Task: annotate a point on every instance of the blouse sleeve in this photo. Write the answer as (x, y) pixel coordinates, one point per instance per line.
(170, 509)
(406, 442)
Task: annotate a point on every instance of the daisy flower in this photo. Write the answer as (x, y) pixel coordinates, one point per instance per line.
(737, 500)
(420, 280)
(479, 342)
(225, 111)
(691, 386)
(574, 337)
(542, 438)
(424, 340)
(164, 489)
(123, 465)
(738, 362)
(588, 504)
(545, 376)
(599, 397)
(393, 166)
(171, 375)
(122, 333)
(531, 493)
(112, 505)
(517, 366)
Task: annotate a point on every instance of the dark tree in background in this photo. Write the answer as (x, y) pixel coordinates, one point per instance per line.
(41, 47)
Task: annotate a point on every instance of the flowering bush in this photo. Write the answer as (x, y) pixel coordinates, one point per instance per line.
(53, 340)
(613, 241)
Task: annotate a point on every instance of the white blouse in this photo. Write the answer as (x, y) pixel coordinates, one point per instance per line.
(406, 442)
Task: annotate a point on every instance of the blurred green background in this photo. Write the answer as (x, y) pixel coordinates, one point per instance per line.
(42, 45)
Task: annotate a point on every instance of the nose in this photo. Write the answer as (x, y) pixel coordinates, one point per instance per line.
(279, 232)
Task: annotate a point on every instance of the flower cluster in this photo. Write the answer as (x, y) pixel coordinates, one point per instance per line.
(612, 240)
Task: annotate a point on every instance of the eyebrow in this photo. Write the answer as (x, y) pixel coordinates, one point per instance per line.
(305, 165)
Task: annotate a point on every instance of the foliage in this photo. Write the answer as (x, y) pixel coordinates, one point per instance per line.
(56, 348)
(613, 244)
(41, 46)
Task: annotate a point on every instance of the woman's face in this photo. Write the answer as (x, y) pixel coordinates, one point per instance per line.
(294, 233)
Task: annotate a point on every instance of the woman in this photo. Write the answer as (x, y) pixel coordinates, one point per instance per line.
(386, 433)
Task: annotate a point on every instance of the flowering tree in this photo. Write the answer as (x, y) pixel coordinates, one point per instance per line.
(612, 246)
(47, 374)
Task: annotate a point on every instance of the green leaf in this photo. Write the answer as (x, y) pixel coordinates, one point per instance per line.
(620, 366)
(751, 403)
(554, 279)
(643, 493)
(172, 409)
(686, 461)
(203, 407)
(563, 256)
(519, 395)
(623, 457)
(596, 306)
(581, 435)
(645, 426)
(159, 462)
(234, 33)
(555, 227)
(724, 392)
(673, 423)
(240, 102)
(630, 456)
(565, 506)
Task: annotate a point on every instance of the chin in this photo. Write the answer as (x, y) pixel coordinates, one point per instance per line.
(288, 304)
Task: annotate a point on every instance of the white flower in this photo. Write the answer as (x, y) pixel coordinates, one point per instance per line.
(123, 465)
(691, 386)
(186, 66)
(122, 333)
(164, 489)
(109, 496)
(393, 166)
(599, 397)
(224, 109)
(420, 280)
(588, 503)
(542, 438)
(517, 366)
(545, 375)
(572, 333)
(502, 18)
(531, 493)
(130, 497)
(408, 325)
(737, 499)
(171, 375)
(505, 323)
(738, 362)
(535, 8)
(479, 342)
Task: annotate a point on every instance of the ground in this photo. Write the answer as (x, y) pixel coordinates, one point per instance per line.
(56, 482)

::::

◆ Required work ◆
Reproduce precisely the span of lines that begins at the line containing "Task: annotate a point on every instance of the flowering tree" and ends with the last line of the listing.

◆ Written response ◆
Task: annotate a point on every instance of the flowering tree in this photo. Write the answer as (x, y) pixel coordinates, one point per instance per line.
(612, 246)
(47, 374)
Task: annotate a point on every instance of the green leaf in this photo. Write the answer as (x, y) pixel coordinates, one point per instance per line.
(620, 366)
(751, 403)
(554, 279)
(643, 493)
(172, 409)
(686, 461)
(203, 407)
(563, 256)
(519, 395)
(623, 457)
(596, 306)
(581, 435)
(645, 426)
(159, 462)
(234, 33)
(555, 227)
(724, 392)
(673, 423)
(240, 102)
(630, 456)
(565, 506)
Task: annotate a point on every instance of the chin in this photo. Write the answer as (x, y) pixel coordinates, one point per instance per line.
(288, 304)
Task: annotate a point on every instance of the white flower in this photo. Write the answer as (x, y) pixel coordinates, one point per instance per line.
(123, 465)
(691, 386)
(186, 66)
(122, 333)
(164, 489)
(109, 496)
(393, 166)
(599, 397)
(224, 109)
(420, 280)
(588, 503)
(542, 438)
(517, 366)
(545, 375)
(572, 333)
(502, 18)
(531, 493)
(130, 497)
(408, 325)
(737, 499)
(171, 375)
(505, 323)
(738, 362)
(535, 8)
(479, 342)
Task: annotate a point on every instance of the ground in this photo. Write the answer as (x, y) pixel coordinates, one point per instance per line.
(56, 482)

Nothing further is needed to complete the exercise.